Hezbollah militants, Israeli soldiers engage in deadly fighting inside Lebanon
Israel reports 8 of its soldiers were killed in combat in southern Lebanon
Israel bombed central Beirut in the early hours of Thursday, after its forces suffered their deadliest day on the Lebanese front in a year of clashes against Iran-backed armed group Hezbollah. Lebanon's Health Ministry said at least six people were killed.
Israel said it conducted a precise airstrike on Beirut. Reuters witnesses reported hearing a massive blast, and a security source said it targeted a building in central Beirut's Bachoura neighbourhood close to parliament, the nearest Israeli strikes have come to Lebanon's seat of government.
At least six people were killed and seven wounded, Lebanese health officials said. A photo being circulated on Lebanese WhatsApp groups, which Reuters could not immediately verify, showed a heavily damaged building with its first floor on fire.
Three missiles also hit the southern suburb of Dahiyeh, where Hezbollah leader Hassan Nasrallah was killed last week, and loud explosions were heard, Lebanese security officials said. The southern suburbs came under more than a dozen Israeli strikes on Wednesday.
A day after Iran fired more than 180 missiles into Israel, Israel said on Wednesday eight soldiers were killed in ground combat in south Lebanon as its forces thrust into its northern neighbour.
The Israeli military said regular infantry and armoured units joined its ground operations in Lebanon on Wednesday as Iran's missile attack and Israel's promise of retaliation raised concerns that the oil-producing Middle East could be caught up in a wider conflict.
Iran said on Wednesday its missile attack on Israel, its biggest military assault on the country, was over, barring further provocation, while Israel and the United States promised to hit back.
U.S. President Joe Biden said he would not support any Israeli strike on Iran's nuclear sites in response to its ballistic missile attack and urged Israel to act "proportionally" against its regional arch-foe.
After the missile attack
In the Israeli town of Hod Hasharon, northeast of Tel Aviv, Shmulik Succary walked a CBC News crew through his home.
One of the Iranian missiles launched at Israel on Tuesday landed metres away from the 83-year-old's home, blowing the windows out and giving him and his family a scare.
Succary said he and his family rushed to the bomb shelter at the bottom of the stairs but, even there, they could hear the sound of the missile hitting the ground nearby.
"The house was trembling," he said. "The house was under a multitude of glass, pieces of glass … No doors … No windows."
On Wednesday, Succary was still cleaning up the mess from the missile strike. He said he was angry at many things regarding the Iranian strikes and the upcoming one-year anniversary of the Oct. 7 attack.
"There's a certain tension of course. It's a very big mess," he said.
Speaking on the eve of Rosh Hashanah, the new year in Judaism, Succary said that what is supposed to be a happy holiday is now filled with mixed emotions.
"You can start a war, you know its beginning, you never know how it ends," he said. "And that's the problem."
------------------------
### ASSIGNED TASK 1
Answer these questions from the article on fighting between Israel and Hezbollah:
(a) How many Israeli soldiers did Israel say were killed in ground combat in south Lebanon?
(b) In which central Beirut neighbourhood was the targeted building, according to a security source?
(c) How old is Shmulik Succary?
------------------------
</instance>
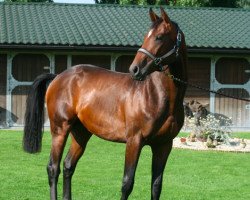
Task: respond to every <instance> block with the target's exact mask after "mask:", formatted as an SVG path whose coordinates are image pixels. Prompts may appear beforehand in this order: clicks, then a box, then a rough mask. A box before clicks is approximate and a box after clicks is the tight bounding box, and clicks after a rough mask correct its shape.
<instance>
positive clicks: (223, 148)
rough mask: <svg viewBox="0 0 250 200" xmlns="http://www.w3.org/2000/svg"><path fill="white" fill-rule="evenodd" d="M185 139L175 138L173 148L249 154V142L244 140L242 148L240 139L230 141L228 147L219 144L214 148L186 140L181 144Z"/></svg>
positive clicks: (221, 144)
mask: <svg viewBox="0 0 250 200" xmlns="http://www.w3.org/2000/svg"><path fill="white" fill-rule="evenodd" d="M185 139H186V138H179V137H177V138H175V139H174V143H173V147H174V148H179V149H192V150H198V151H227V152H242V153H250V140H246V139H245V140H244V142H245V143H246V146H245V147H243V144H242V142H241V139H238V138H234V139H231V140H230V145H226V144H219V145H218V146H216V147H215V148H208V147H207V146H206V143H205V142H200V141H195V142H190V141H189V140H188V139H186V141H185V142H181V140H182V141H183V140H185Z"/></svg>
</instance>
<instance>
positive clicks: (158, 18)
mask: <svg viewBox="0 0 250 200" xmlns="http://www.w3.org/2000/svg"><path fill="white" fill-rule="evenodd" d="M149 16H150V19H151V21H152V22H155V21H156V20H158V19H159V17H158V16H157V15H156V14H155V12H154V11H153V9H152V8H150V9H149Z"/></svg>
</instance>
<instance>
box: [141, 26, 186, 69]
------------------------
### ASSIGNED TASK 2
Rewrite the entries from their first line through the line containing "positive clicks: (221, 144)", replacing "rough mask" with "coarse mask" and keeping everything else unchanged. Omit the pictures.

### EXERCISE ANSWER 1
(a) Eight
(b) Bachoura
(c) 83

### EXERCISE ANSWER 2
</instance>
Task: respond to every <instance> block with the target's exact mask after "mask:", formatted as an SVG path whose coordinates are image pixels. Prompts may appear beforehand in this order: clicks, then a box, then a coarse mask. A box before clicks is approximate and a box after clicks is the tight bounding box, and clicks after a coarse mask correct its shape.
<instance>
positive clicks: (223, 148)
coarse mask: <svg viewBox="0 0 250 200" xmlns="http://www.w3.org/2000/svg"><path fill="white" fill-rule="evenodd" d="M185 139L175 138L173 148L249 154V142L244 140L242 148L240 139L230 141L228 147L219 144L214 148L186 140L181 144Z"/></svg>
positive clicks: (221, 144)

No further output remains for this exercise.